Records from a data collection
/---

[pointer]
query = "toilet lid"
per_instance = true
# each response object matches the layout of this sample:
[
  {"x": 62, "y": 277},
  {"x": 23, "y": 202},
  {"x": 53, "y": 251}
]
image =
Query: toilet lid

\---

=== Task directions ===
Only the lines from the one containing "# each response" through the last line above belong in your answer. Retype them exactly.

=== Answer section ===
# each response object matches the layout of this sample:
[
  {"x": 62, "y": 277},
  {"x": 23, "y": 202},
  {"x": 53, "y": 251}
]
image =
Query: toilet lid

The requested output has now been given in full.